What the exercise asks: Reproduce every line of the data below verbatim, leaving out the pictures.

Labeled-object pointing entries:
★ ★ ★ ★ ★ ★ ★
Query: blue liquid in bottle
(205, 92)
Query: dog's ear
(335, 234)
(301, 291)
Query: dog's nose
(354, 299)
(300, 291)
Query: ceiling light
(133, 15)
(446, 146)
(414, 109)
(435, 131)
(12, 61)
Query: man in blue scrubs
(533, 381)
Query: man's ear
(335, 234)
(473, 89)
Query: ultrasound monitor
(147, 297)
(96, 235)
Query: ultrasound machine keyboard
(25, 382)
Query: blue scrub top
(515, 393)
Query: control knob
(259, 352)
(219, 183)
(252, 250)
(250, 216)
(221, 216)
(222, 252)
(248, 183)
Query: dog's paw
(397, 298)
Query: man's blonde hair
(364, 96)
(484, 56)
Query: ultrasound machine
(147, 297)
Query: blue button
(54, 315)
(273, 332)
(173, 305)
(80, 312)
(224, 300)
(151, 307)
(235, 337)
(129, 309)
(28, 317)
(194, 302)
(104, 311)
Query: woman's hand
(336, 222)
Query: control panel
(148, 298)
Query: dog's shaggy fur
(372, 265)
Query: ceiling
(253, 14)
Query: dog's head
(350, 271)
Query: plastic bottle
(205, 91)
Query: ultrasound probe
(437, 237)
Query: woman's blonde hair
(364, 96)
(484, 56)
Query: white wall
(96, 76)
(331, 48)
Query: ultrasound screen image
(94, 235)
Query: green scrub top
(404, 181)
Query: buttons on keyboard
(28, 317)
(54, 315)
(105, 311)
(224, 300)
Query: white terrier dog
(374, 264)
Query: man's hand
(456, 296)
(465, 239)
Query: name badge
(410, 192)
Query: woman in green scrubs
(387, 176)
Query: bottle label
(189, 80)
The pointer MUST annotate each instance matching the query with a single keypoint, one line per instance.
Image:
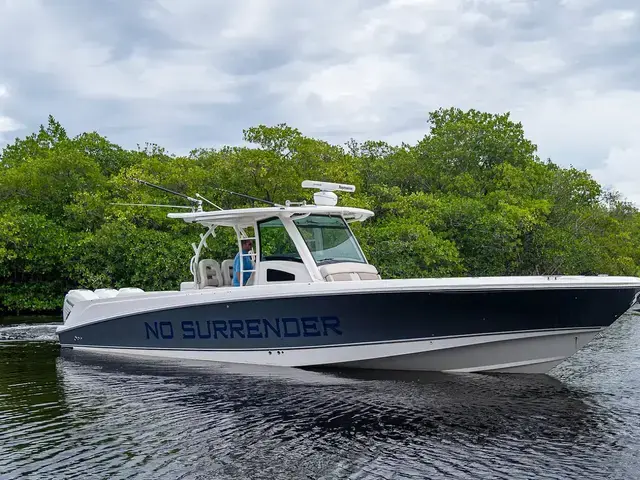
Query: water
(72, 415)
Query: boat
★ ★ ★ ★ ★ ★ ★
Problem solution:
Query: blue liquid in bottle
(205, 92)
Query: dog's ear
(335, 234)
(301, 291)
Query: dog's nose
(354, 299)
(300, 291)
Query: ceiling light
(133, 15)
(446, 146)
(414, 109)
(435, 131)
(12, 61)
Query: man in blue scrubs
(533, 381)
Query: man's ear
(335, 234)
(473, 89)
Query: ultrasound monitor
(147, 297)
(96, 235)
Query: ultrasound machine keyboard
(25, 382)
Query: blue scrub top
(515, 393)
Query: control knob
(259, 352)
(219, 183)
(252, 250)
(250, 216)
(221, 216)
(222, 252)
(248, 183)
Query: dog's paw
(397, 298)
Query: man's blonde hair
(364, 96)
(484, 56)
Query: ultrasound machine
(147, 297)
Query: blue button
(54, 315)
(273, 332)
(173, 305)
(80, 312)
(224, 300)
(151, 307)
(235, 337)
(129, 309)
(28, 317)
(194, 302)
(104, 311)
Query: woman's hand
(336, 222)
Query: control panel
(148, 298)
Query: dog's shaggy fur
(372, 265)
Query: ceiling
(253, 14)
Query: dog's head
(350, 271)
Query: plastic bottle
(205, 91)
Query: ultrasound probe
(437, 237)
Query: woman's blonde hair
(364, 96)
(484, 56)
Query: white wall
(96, 76)
(331, 48)
Query: ultrasound screen image
(94, 235)
Query: green scrub top
(404, 181)
Query: buttons on keyboard
(28, 317)
(54, 315)
(105, 311)
(224, 300)
Query: white terrier dog
(374, 264)
Query: man's hand
(456, 296)
(465, 239)
Query: name badge
(410, 192)
Query: woman in green scrubs
(387, 176)
Query: bottle label
(189, 80)
The pointer MUST annotate each instance matching the query with a single keypoint, one line per instance.
Image:
Query: water
(72, 415)
Query: boat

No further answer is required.